Work required: Only the lines from the one containing "sky. Write the coordinates, one line per instance." to the end of the entries should be written out, each exactly as it stands, both ends included.

Dataset records
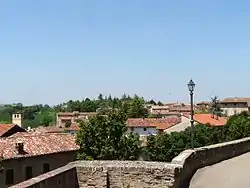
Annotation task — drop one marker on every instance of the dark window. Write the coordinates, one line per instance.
(9, 177)
(46, 167)
(29, 173)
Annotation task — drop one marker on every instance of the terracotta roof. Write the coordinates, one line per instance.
(204, 103)
(54, 129)
(166, 113)
(158, 123)
(4, 128)
(160, 107)
(207, 118)
(77, 113)
(236, 100)
(36, 144)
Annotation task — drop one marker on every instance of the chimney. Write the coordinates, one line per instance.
(17, 119)
(19, 148)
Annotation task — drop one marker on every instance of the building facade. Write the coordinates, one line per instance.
(66, 119)
(151, 126)
(236, 105)
(26, 155)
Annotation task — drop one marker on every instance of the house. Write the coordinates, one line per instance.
(65, 119)
(26, 155)
(151, 126)
(10, 129)
(159, 110)
(54, 129)
(235, 105)
(213, 120)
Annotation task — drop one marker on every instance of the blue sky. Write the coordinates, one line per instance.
(53, 51)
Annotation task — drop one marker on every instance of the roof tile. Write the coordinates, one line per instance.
(36, 144)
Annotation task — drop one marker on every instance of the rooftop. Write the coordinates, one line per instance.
(76, 113)
(236, 100)
(207, 118)
(159, 123)
(36, 144)
(4, 128)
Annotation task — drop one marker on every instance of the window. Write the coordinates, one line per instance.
(46, 167)
(226, 112)
(9, 177)
(29, 173)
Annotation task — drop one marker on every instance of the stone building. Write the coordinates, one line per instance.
(10, 129)
(26, 155)
(151, 126)
(235, 105)
(69, 118)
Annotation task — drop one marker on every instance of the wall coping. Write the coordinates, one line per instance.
(182, 167)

Solution below:
Annotation task — drop one marker on every instance of the blue sky. Write the coordinates, one line per instance.
(53, 51)
Annotation task — drop one marker on every instance of the roof tile. Write the coordinates, one line per instance.
(36, 144)
Annotation task — drop one marker on every instance of the rooftop. Write the coordinates, one line per instance.
(76, 113)
(236, 100)
(207, 118)
(159, 123)
(36, 144)
(4, 128)
Annotation task — drop one marker on every instance of the window. Write the coordinates, one line per instance.
(46, 167)
(226, 112)
(9, 177)
(29, 173)
Annotation task — drop one marker on every instance of the stone building. Write the coordinates, one line per instance.
(10, 129)
(26, 155)
(151, 126)
(235, 105)
(69, 118)
Annotation task — drop one marker on every instance of the wall coping. Write the coordinates, one line per instance.
(182, 167)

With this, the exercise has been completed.